## WORK INSTRUCTIONS
Every line below should be copied exactly; drop the pictures.

━━━

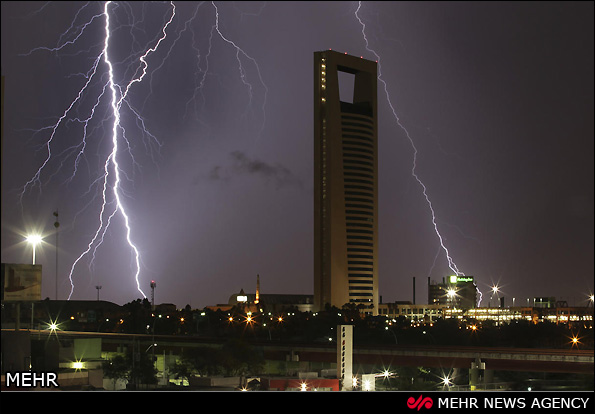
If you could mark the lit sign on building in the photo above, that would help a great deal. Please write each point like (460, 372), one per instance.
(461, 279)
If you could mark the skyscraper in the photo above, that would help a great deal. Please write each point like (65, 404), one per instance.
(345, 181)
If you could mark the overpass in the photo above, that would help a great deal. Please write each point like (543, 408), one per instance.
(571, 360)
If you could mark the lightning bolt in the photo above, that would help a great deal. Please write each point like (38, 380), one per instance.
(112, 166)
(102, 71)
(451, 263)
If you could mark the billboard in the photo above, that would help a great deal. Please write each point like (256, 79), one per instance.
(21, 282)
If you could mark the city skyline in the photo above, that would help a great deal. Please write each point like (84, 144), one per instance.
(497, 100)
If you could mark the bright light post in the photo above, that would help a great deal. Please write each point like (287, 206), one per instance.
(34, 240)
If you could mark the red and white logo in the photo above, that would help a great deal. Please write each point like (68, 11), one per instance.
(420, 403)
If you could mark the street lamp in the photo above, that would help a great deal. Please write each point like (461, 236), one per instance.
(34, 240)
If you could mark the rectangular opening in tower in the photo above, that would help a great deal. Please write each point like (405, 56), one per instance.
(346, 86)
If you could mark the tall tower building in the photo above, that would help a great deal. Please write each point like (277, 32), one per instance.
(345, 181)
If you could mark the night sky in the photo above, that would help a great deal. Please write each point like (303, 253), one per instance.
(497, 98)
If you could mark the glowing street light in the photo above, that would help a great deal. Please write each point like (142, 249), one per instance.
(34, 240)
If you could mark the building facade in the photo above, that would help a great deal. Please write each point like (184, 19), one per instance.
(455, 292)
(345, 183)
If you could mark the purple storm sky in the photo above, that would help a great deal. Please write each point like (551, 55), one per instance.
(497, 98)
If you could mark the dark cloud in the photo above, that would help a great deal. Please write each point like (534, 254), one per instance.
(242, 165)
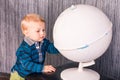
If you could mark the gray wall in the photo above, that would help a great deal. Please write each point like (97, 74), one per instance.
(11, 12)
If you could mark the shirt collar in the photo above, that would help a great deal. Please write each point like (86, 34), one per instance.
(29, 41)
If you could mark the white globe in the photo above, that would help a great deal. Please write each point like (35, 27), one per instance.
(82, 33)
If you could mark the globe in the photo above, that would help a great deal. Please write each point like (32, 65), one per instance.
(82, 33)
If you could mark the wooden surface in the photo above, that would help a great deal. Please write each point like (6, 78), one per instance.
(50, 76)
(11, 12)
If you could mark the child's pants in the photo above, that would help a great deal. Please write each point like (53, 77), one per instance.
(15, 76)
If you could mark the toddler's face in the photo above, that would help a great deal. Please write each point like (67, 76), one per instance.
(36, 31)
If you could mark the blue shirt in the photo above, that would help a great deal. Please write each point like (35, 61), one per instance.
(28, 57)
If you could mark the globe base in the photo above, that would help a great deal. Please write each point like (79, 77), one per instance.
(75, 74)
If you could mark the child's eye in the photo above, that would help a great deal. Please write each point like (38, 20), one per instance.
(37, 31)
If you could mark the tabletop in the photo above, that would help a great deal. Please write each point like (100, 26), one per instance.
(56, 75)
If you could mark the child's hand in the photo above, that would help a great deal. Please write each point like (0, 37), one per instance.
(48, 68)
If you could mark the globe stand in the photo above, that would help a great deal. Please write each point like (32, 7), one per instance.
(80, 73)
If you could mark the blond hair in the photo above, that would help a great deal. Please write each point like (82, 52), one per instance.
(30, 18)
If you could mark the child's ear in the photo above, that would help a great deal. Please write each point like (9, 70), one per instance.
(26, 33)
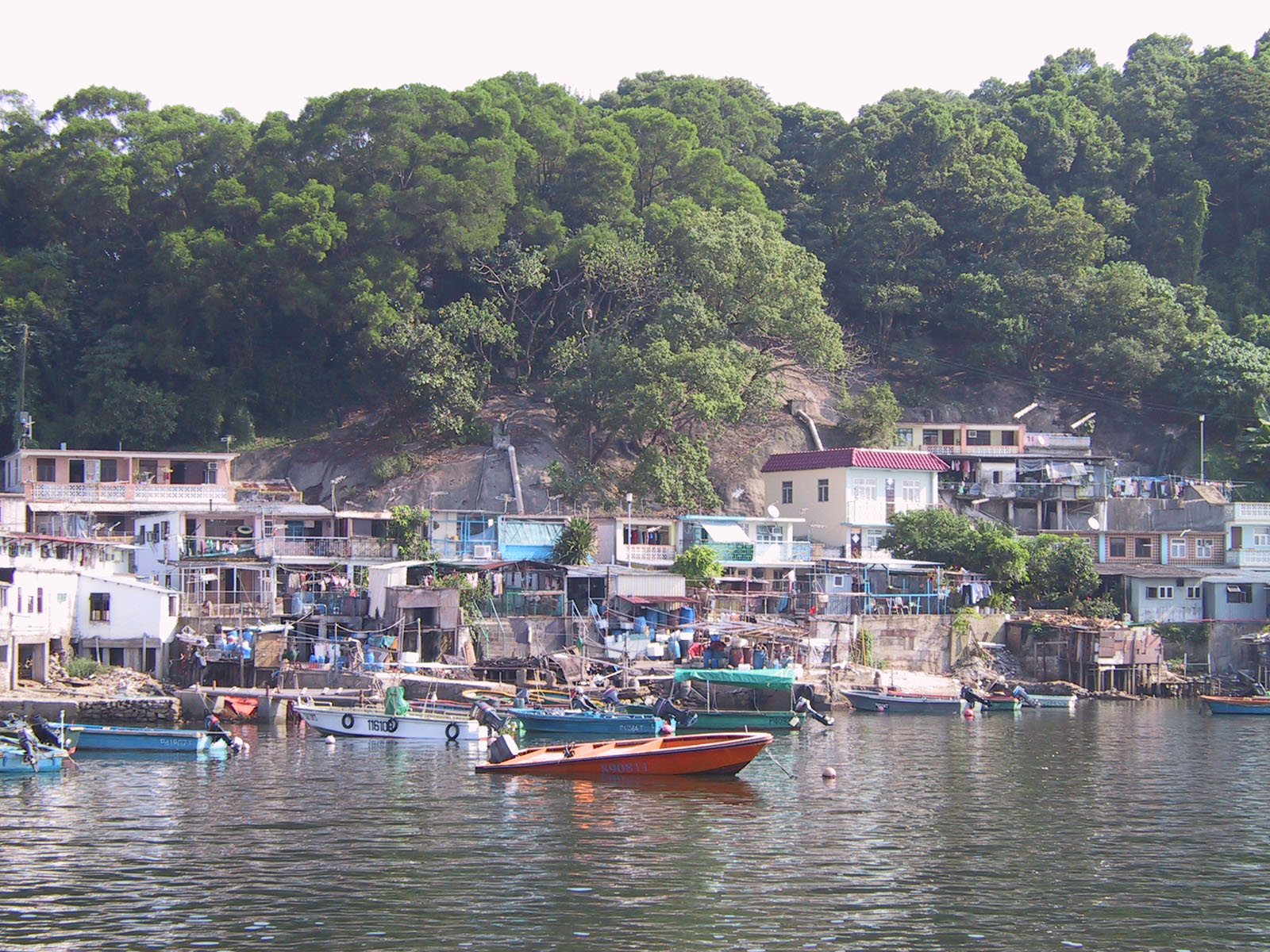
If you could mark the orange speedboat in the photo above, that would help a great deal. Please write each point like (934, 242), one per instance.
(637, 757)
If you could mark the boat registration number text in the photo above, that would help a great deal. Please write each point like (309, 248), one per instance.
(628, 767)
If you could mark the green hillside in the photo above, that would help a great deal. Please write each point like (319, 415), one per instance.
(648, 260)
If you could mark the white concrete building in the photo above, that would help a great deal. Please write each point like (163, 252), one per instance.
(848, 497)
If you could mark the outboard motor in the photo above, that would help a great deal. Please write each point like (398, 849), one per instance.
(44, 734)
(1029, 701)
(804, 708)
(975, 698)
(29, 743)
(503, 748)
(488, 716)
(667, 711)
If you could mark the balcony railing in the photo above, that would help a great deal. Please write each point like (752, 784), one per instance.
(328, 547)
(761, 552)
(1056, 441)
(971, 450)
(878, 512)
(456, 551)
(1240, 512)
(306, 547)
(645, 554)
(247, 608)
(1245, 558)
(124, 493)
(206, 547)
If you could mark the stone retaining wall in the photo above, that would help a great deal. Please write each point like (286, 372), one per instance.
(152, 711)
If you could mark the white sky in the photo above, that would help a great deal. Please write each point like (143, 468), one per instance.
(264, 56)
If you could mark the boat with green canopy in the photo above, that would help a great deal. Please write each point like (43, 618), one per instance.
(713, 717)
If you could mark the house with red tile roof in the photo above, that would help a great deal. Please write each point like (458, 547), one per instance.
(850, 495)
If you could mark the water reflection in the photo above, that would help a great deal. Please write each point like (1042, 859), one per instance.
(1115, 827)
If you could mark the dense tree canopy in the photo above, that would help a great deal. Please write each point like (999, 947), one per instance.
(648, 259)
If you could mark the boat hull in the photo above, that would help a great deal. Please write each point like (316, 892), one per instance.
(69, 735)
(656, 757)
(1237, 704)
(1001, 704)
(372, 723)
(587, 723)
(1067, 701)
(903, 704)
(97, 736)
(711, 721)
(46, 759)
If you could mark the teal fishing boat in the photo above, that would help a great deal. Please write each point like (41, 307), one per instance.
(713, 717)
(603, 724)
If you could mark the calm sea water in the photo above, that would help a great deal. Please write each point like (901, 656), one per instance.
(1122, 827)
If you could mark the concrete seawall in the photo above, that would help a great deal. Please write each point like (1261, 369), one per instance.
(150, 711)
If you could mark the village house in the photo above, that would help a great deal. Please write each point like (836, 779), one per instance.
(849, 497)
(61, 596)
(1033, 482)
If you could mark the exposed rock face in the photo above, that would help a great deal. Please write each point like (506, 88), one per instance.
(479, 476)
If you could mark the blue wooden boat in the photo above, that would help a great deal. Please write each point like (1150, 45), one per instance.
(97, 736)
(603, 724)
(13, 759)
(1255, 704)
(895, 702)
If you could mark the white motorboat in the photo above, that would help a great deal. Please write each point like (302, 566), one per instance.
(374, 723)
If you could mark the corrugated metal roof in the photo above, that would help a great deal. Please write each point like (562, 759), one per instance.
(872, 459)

━━━

## RESPONSE FOR THIS EXERCISE
If you could mark the lit sign on building in the photo above, that would help a great deal. Please write each point like (460, 372), one per instance.
(461, 279)
If you could mark the skyscraper in the photo above, that would help a great deal. Please write each point like (65, 404), one per instance.
(345, 181)
If you could mark the overpass in the photo above, that would help a great deal. Please write each point like (543, 408), one per instance.
(571, 360)
If you could mark the lightning bolt in the photo above, that would help a great deal. Please write each point like (38, 380), one per instance.
(112, 166)
(102, 71)
(451, 263)
If you could mark the billboard in the photo above, that would help a great deal. Please write each point like (256, 79), one per instance.
(21, 282)
If you could mark the city skyline in the photo above, that would help a great deal. Please write each point like (84, 144), one per instance.
(497, 100)
If you could mark the bright light post in the photo above, that would help a great deal. Please write each point like (287, 206), one per instance.
(34, 240)
If you could mark the red and white logo in the photo above, that would help a great deal. Please write each point like (68, 11), one per instance.
(420, 403)
If you could mark the street lamp in the photo above, that would help a great deal. Please write each point like (461, 236), one per instance.
(34, 240)
If you could mark the rectangular opening in tower in the photo above, that would help a great deal. Please write each point like (405, 56), one per instance.
(346, 86)
If you could mark the tall tower building in the photo above, that would help a great deal. Please write each point like (277, 32), one per instance.
(345, 181)
If you could mark the night sky in the photo above, that would help a great deal. Please write each point like (303, 253), one per instance.
(497, 98)
If you could mark the glowing street light in the photo above, that would help a great deal. Please write each point like (142, 249), one per instance.
(34, 240)
If you could mark the building facade in the photo above, that would help a great deal. Please write each point like (184, 19), one per instance.
(455, 292)
(345, 183)
If you could mark the purple storm sky in the photo above, that would help a great deal. Please write each point like (551, 55), one per instance.
(497, 98)
If you could mark the dark cloud in the photo above, that would help a great deal. Please write each point like (534, 254), one per instance.
(242, 165)
If you could mark the gray wall in the photo above, that would help a great deal. Please write each point like (97, 74), one per instance.
(11, 12)
If you could mark the shirt collar in the photo above, that would help a great deal. Please write each point like (86, 34), one per instance.
(29, 41)
If you could mark the white globe in the photo above, that would help a great deal. Please write each point like (35, 27), one per instance.
(82, 33)
If you could mark the globe in the photo above, that would help a great deal. Please write each point like (32, 65), one per instance.
(82, 33)
If you could mark the wooden surface in the photo above, that would help a great deal. Please write each point like (6, 78), one per instance.
(50, 76)
(11, 12)
If you could mark the child's pants in the photo above, that would help a great deal. Please write each point like (53, 77), one per instance.
(15, 76)
If you could mark the toddler's face in the photo above, that would help a great deal. Please write each point like (67, 76), one per instance.
(36, 31)
If you could mark the blue shirt in the photo above, that would help a great deal. Please write each point like (35, 61), one per instance.
(28, 57)
If you could mark the globe base in the photo above, that would help a great deal. Please write each point like (79, 77), one per instance.
(75, 74)
If you could mark the child's eye in the photo above, that would help a great deal. Please write each point like (38, 20), one per instance.
(37, 31)
If you could mark the tabletop in the photo above, that would help a great deal. Please write each point like (100, 26), one per instance.
(56, 75)
If you could mark the child's hand in the photo above, that would help a great deal. Please write each point like (0, 37), one per instance.
(48, 68)
If you could mark the globe stand in the photo above, that would help a great deal. Please write each point like (32, 7), one per instance.
(80, 73)
If you could mark the blond hair in the photo above, that would help a great deal. Please write each point like (82, 52), one per instance.
(30, 18)
If you could mark the child's ear in the photo above, that would help a great deal. Please write each point like (9, 70), one per instance.
(26, 33)
If you could mark the orange speedboat in the photo above, that would help a great deal. Please write each point like (934, 242), one per instance.
(637, 757)
If you could mark the boat registration number text in the photo above, that would help a great deal. Please write each point like (309, 248), one per instance.
(628, 767)
If you could mark the green hillside in the photo above, that would help a great deal. Please write each point like (319, 415), one per instance.
(648, 260)
If you could mark the white concrete building in the photo above, that would help a great deal. Please write each point like (163, 252), one per instance.
(848, 497)
If you could mark the outboard motor in the photo above, that would help a great deal. Please write each point like (398, 849), one per instance.
(44, 734)
(1029, 701)
(804, 708)
(975, 698)
(29, 743)
(503, 748)
(488, 716)
(667, 711)
If you could mark the balcony railing in the photo above, that would help a great deal. Please write each point like (752, 784), one per instance.
(328, 547)
(761, 552)
(1056, 441)
(971, 450)
(878, 512)
(456, 551)
(1240, 512)
(306, 547)
(645, 554)
(247, 608)
(1245, 558)
(124, 493)
(206, 547)
If you could mark the stone retaining wall in the photo above, that would help a great deal. Please write each point like (286, 372), one per instance.
(152, 711)
If you could mark the white sky in the photo above, that would help a great deal. Please write each point like (143, 468), one per instance.
(264, 56)
If you could mark the boat with green canopy in the photo above, that would help a great deal. Please write each point like (43, 618), one per instance.
(713, 717)
If you could mark the house with red tile roof in the photo above, that would help a great deal. Please write each point like (458, 547), one per instance.
(850, 495)
If you could mark the water reflection in the photo above, that would help a great deal. Please write each point like (1042, 859), one per instance.
(1115, 827)
If you could mark the dense tree canopy in the photo above, that would help a great deal. Please write each point like (999, 947), one per instance.
(648, 259)
If you could mark the boat hull in the photo above, that would help a great deal. Please write each point like (316, 892), one per instance.
(69, 735)
(656, 757)
(1237, 704)
(1001, 704)
(372, 723)
(587, 723)
(1067, 701)
(903, 704)
(97, 736)
(711, 721)
(46, 759)
If you could mark the teal fishing boat in the photo above, that would help a great deal. Please write each point like (41, 307), one per instance.
(713, 717)
(603, 724)
If you could mark the calm sea water in the photo above, that would help a great deal. Please write each point like (901, 656), one per instance.
(1122, 827)
If you could mark the concrete seawall in the photo above, that would help a great deal. Please write each point like (1261, 369), one per instance.
(150, 711)
If you could mark the village house in the photo above, that would help a great deal. Please write each point like (836, 779), one per instance.
(849, 497)
(61, 596)
(1033, 482)
If you could mark the exposed rock face in the photo above, that would help a great deal. Please write each point like (506, 88), one per instance.
(479, 476)
If you could mark the blue wooden boat in the photo above, that would help a great deal. Please write each point like (1150, 45), one per instance.
(97, 736)
(603, 724)
(13, 759)
(1255, 704)
(895, 702)
If you could mark the white motorboat in the photo above, that would help a great deal. Please write each point like (302, 566), one per instance.
(374, 723)
If you could mark the corrugated metal roof in the photo above, that would help a great deal. Please write each point like (562, 759), one per instance.
(872, 459)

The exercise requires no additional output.